= Nina Thornhill =

British chemical engineer

Nina Frances Thornhill (born 1953) is a British chemical engineer specialising in process automation. She is a professor emerita in the Imperial College London Department of Chemical Engineering, where she formerly held the ABB/Royal Academy of Engineering Chair of Process Automation.

==Education and career==
Thornhill read physics at the University of Oxford, earning a bachelor's degree there in 1976. She earned a master's degree in control systems in 1983 from the Imperial College London Department of Electrical and Electronic Engineering, and completed her Ph.D. in 2005 through part-time study at University College London.

From 1976 to 1984, she worked in industry at Imperial Chemical Industries and British Aerospace. She returned to academia in 1984, as a lecturer in the University College London Department of Electrical and Electronic Engineering, where she was promoted to senior lecturer in 1991, and professor in 2003. In 2007 she returned to Imperial College London to take the ABB/Royal Academy of Engineering Chair of Process Automation. She retired as professor emerita in 2021.

==Recognition==
Thornhill was elected as a Fellow of the Royal Academy of Engineering in 2009, and is a Fellow of the International Federation of Automatic Control.

Imperial College London gave Thornhill the President's Award for Excellence in Research Supervision in 2017.

Thornhill won the Nordic Process Control Award in 2019, for her "novel contributions in research to developing innovative approaches, tools and methods for process monitoring, fault diagnosis and detection and optimal operation of large-scale production facilities".

Supplied material =
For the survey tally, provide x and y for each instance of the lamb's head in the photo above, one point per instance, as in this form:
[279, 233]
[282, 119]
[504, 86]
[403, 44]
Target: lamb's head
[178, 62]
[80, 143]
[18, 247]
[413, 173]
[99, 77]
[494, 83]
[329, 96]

Problem set =
(a) Write out the part of the Nina Thornhill article that begins at the words "From 1976 to" and stops after "of Automatic Control.".
(b) Translate this sentence from the Nina Thornhill article into Spanish: "Imperial College London gave Thornhill the President's Award for Excellence in Research Supervision in 2017."

Per-task answers =
(a)
From 1976 to 1984, she worked in industry at Imperial Chemical Industries and British Aerospace. She returned to academia in 1984, as a lecturer in the University College London Department of Electrical and Electronic Engineering, where she was promoted to senior lecturer in 1991, and professor in 2003. In 2007 she returned to Imperial College London to take the ABB/Royal Academy of Engineering Chair of Process Automation. She retired as professor emerita in 2021.

==Recognition==
Thornhill was elected as a Fellow of the Royal Academy of Engineering in 2009, and is a Fellow of the International Federation of Automatic Control.

(b) El Imperial College London otorgó a Thornhill el Premio del Presidente a la Excelencia en la Supervisión de la Investigación en 2017.